# Problem requirements
Reproduce every entry exactly.

Pointing records
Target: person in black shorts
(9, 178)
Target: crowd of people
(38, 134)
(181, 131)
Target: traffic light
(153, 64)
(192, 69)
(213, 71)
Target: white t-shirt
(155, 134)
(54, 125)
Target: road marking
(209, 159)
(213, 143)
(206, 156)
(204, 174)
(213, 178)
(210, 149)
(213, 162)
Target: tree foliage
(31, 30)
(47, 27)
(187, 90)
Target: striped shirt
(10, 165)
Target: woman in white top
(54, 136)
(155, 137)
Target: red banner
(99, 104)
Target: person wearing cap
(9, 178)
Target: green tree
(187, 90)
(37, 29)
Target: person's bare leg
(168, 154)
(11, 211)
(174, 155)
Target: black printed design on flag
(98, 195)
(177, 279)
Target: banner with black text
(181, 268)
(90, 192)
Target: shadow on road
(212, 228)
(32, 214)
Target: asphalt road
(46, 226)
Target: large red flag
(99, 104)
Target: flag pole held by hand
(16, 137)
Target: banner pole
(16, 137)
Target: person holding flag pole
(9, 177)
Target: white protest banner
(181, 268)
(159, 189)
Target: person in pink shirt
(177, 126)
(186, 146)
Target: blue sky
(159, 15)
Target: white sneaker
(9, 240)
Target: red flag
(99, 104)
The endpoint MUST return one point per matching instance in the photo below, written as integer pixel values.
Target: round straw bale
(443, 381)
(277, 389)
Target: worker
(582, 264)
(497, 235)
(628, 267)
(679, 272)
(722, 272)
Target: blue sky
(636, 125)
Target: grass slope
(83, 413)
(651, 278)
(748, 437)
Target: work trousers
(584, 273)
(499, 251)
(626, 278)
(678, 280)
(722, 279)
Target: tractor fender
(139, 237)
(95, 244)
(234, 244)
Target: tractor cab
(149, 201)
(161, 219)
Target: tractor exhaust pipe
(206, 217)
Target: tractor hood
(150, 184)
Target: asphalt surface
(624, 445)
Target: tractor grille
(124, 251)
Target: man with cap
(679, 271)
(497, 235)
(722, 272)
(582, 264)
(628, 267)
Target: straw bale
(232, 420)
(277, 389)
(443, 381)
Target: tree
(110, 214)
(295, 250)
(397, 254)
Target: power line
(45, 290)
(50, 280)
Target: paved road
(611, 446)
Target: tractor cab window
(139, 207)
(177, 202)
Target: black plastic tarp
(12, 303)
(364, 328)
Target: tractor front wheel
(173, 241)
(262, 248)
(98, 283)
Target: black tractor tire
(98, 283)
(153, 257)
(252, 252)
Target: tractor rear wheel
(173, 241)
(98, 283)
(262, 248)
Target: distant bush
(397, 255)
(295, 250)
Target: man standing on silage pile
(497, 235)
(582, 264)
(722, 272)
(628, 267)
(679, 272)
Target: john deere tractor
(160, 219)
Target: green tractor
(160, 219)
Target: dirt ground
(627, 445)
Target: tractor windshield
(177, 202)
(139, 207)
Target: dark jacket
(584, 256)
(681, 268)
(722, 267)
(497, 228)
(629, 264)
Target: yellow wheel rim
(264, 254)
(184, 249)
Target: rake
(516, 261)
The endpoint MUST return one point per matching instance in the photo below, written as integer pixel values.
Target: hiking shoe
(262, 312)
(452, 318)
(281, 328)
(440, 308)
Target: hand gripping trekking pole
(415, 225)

# Answer in full
Target: person in black shorts
(9, 178)
Target: crowd of people
(38, 134)
(181, 131)
Target: traffic light
(153, 64)
(192, 69)
(213, 71)
Target: white t-shirt
(155, 134)
(54, 125)
Target: road marking
(209, 159)
(213, 143)
(206, 156)
(204, 174)
(213, 178)
(210, 149)
(213, 162)
Target: tree foliage
(31, 30)
(47, 27)
(187, 90)
Target: striped shirt
(10, 165)
Target: woman in white top
(54, 136)
(155, 137)
Target: red banner
(99, 104)
Target: person wearing cap
(9, 178)
Target: green tree
(187, 90)
(37, 29)
Target: person's bare leg
(168, 154)
(11, 211)
(174, 155)
Target: black printed design on flag
(98, 195)
(177, 279)
Target: banner with black text
(181, 268)
(90, 192)
Target: shadow on road
(212, 228)
(32, 214)
Target: asphalt road
(46, 226)
Target: large red flag
(99, 104)
Target: flag pole held by hand
(16, 137)
Target: banner pole
(16, 137)
Target: person holding flag pole
(9, 177)
Target: white protest banner
(181, 268)
(159, 189)
Target: person in pink shirt
(177, 126)
(186, 146)
Target: blue sky
(159, 15)
Target: white sneaker
(9, 240)
Target: red flag
(99, 104)
The endpoint MUST return one point per matching instance in the photo below, written as integer pixel values.
Target: round straw bale
(443, 381)
(277, 389)
Target: worker
(582, 264)
(497, 235)
(628, 267)
(679, 272)
(722, 272)
Target: blue sky
(636, 125)
Target: grass slope
(83, 413)
(651, 278)
(748, 437)
Target: work trousers
(584, 273)
(499, 251)
(626, 278)
(678, 280)
(722, 279)
Target: tractor fender
(139, 237)
(95, 244)
(234, 244)
Target: tractor cab
(149, 201)
(161, 219)
Target: tractor exhaust pipe
(206, 217)
Target: tractor hood
(150, 184)
Target: asphalt surface
(624, 445)
Target: tractor grille
(124, 251)
Target: man with cap
(679, 271)
(497, 235)
(722, 272)
(582, 264)
(628, 267)
Target: straw bale
(232, 420)
(277, 389)
(443, 381)
Target: tree
(110, 214)
(295, 250)
(397, 254)
Target: power line
(45, 290)
(50, 280)
Target: paved road
(611, 446)
Target: tractor cab window
(139, 207)
(177, 202)
Target: black plastic tarp
(12, 303)
(364, 328)
Target: tractor front wheel
(173, 241)
(262, 248)
(98, 283)
Target: black tractor tire
(98, 283)
(153, 257)
(252, 252)
Target: tractor rear wheel
(173, 241)
(98, 283)
(262, 248)
Target: distant bush
(397, 255)
(295, 250)
Target: man standing on silage pile
(497, 235)
(582, 264)
(722, 272)
(628, 267)
(679, 272)
Target: john deere tractor
(160, 219)
Target: green tractor
(160, 219)
Target: dirt ground
(627, 445)
Target: tractor windshield
(177, 202)
(139, 207)
Target: dark jacket
(584, 256)
(681, 268)
(722, 267)
(497, 228)
(629, 264)
Target: yellow wheel rim
(264, 254)
(184, 249)
Target: rake
(516, 261)
The endpoint MUST return one point per matching instance in the photo below, written as integer pixel values.
Target: hiking shoe
(262, 312)
(452, 318)
(281, 328)
(440, 308)
Target: hand gripping trekking pole
(415, 225)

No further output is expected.